→ SELECTION
▼

A 1967 yearbook shows majorettes and the band in front of George Washington Carver High School. (Photo courtesy Charles Pyer Jr.)
To get to George Washington Carver High School near Chester, Bernard Anderson traveled more than an hour by bus from his home in western Chesterfield County’s Hallsboro neighborhood. Other schools were closer, but they weren’t yet open to African American students.
“I was never OK with the fact that I left home in the morning and went past a perfectly good high school 5 miles from my house, Midlothian High, and then had to travel another 20 miles to get to Carver,” says Anderson, who graduated in 1965. “We did it because we had to.”
Still, he says he had a good experience at Carver, something other graduates echo. During a recent gathering, he and other alumni shared memories of Chesterfield’s only high school for black students from 1948 to 1970.
Charles Pyer Jr. (class of ’67) recalled getting many rides home after football and basketball practice from Russell Philip West Sr., who had graduated years earlier, in 1951.
“It was the kinship of the community,” says Yolanda Baker, the late West’s daughter.
The alumni recalled William Albert “W.A.” Brown, the school’s principal throughout the 22 years it was open, as strict but caring.
“He knew your parents and grandparents,” says Jane Jiggetts Baskerville (class of ’61). “My recollection is the school was as quiet as a mouse when you were out in the hall.”

▲

→ GOAL OF THE EXERCISE
Retype the part of the Carver High School text that opens with the words containing "To get to George" and closes with "1948 to 1970.". The material has nothing to do with this.

→ RECORDED INFORMATION
▼

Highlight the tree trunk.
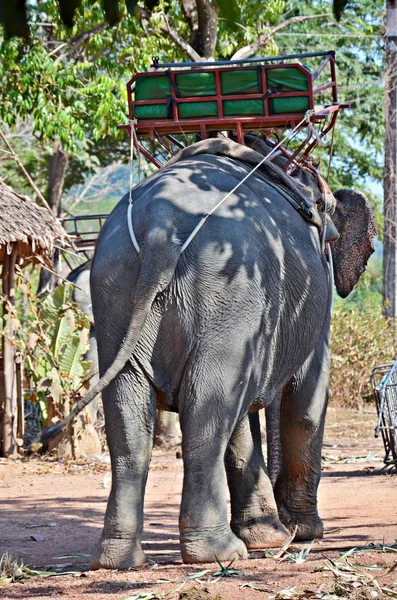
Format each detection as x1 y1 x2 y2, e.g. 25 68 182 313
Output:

▲

→ SOLUTION TO THE PROBLEM
To get to George Washington Carver High School near Chester, Bernard Anderson traveled more than an hour by bus from his home in western Chesterfield County’s Hallsboro neighborhood. Other schools were closer, but they weren’t yet open to African American students.
“I was never OK with the fact that I left home in the morning and went past a perfectly good high school 5 miles from my house, Midlothian High, and then had to travel another 20 miles to get to Carver,” says Anderson, who graduated in 1965. “We did it because we had to.”
Still, he says he had a good experience at Carver, something other graduates echo. During a recent gathering, he and other alumni shared memories of Chesterfield’s only high school for black students from 1948 to 1970.